## Selected extract
# My first three refined gold buttons.



## Aeon13 (May 14, 2016)

Good day to all!

First, I would like to thank this forum and all of the members. If it were not for you, I was not able to make these buttons.

Still have tons to read here and continue to learn.

Fell free to criticize or comment. I will surely take those in a positive way.

These buttons are refined by inquartation method only.

More power guys!


----------



## Topher_osAUrus (May 14, 2016)

They are beautiful.

The color in the first ones pipe in incredibly rich and gorgeous.

Thank you for sharing!

Weights on them?


----------



## maynman1751 (May 14, 2016)

Sweeeetttt looking buttons! Good job. 8)


----------



## Aeon13 (May 15, 2016)

Topher_osAUrus said:


> They are beautiful.
> 
> The color in the first ones pipe in incredibly rich and gorgeous.
> 
> ...



thanks topher. 

Yep the top button is my latest one and it has the highest purity. The buttons below are refined but I had some mistakes in the inquartation process.

I hope to improve my technique. Must read to learn more.

For the weights:
Top: 36.6 grams
mid: 86.4 grams
Bottom: 76.5 grams

thanks again guys.

Much thanks to this forum.


----------



## Aeon13 (May 15, 2016)

maynman1751 said:


> Sweeeetttt looking buttons! Good job. 8)

## Jobs
a) Update the gold buttons thread by writing out everything from "Yep the top" down to "thanks again guys." again with "grams" changed to "g".
b) Format everything in the listing from the line containing "Please examine the picture and locate every white" down to the line containing "xmin=18 ymin=29 xmax=112 ymax=70", both included, as a JSON list of strings with one string per line and blank lines left out.
The gold buttons thread and the listing that follows it are unrelated material.

## Material shown
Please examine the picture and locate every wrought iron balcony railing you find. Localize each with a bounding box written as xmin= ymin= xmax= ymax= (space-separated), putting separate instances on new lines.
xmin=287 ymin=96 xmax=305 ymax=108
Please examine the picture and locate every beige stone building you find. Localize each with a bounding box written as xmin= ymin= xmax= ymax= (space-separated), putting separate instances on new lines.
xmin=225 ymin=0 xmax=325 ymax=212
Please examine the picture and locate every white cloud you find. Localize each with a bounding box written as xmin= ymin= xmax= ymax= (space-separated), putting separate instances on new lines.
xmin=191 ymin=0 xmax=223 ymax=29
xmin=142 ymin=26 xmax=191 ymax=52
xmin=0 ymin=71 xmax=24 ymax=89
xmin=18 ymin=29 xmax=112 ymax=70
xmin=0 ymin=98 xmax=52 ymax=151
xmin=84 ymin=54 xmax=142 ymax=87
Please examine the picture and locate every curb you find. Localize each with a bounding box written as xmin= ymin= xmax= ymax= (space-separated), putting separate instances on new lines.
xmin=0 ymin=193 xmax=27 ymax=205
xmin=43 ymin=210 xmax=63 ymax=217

## Correct answers
a)
Yep the top button is my latest one and it has the highest purity. The buttons below are refined but I had some mistakes in the inquartation process.

I hope to improve my technique. Must read to learn more.

For the weights:
Top: 36.6 g
mid: 86.4 g
Bottom: 76.5 g

thanks again guys.

b)
[
  "Please examine the picture and locate every white cloud you find. Localize each with a bounding box written as xmin= ymin= xmax= ymax= (space-separated), putting separate instances on new lines.",
  "xmin=191 ymin=0 xmax=223 ymax=29",
  "xmin=142 ymin=26 xmax=191 ymax=52",
  "xmin=0 ymin=71 xmax=24 ymax=89",
  "xmin=18 ymin=29 xmax=112 ymax=70"
]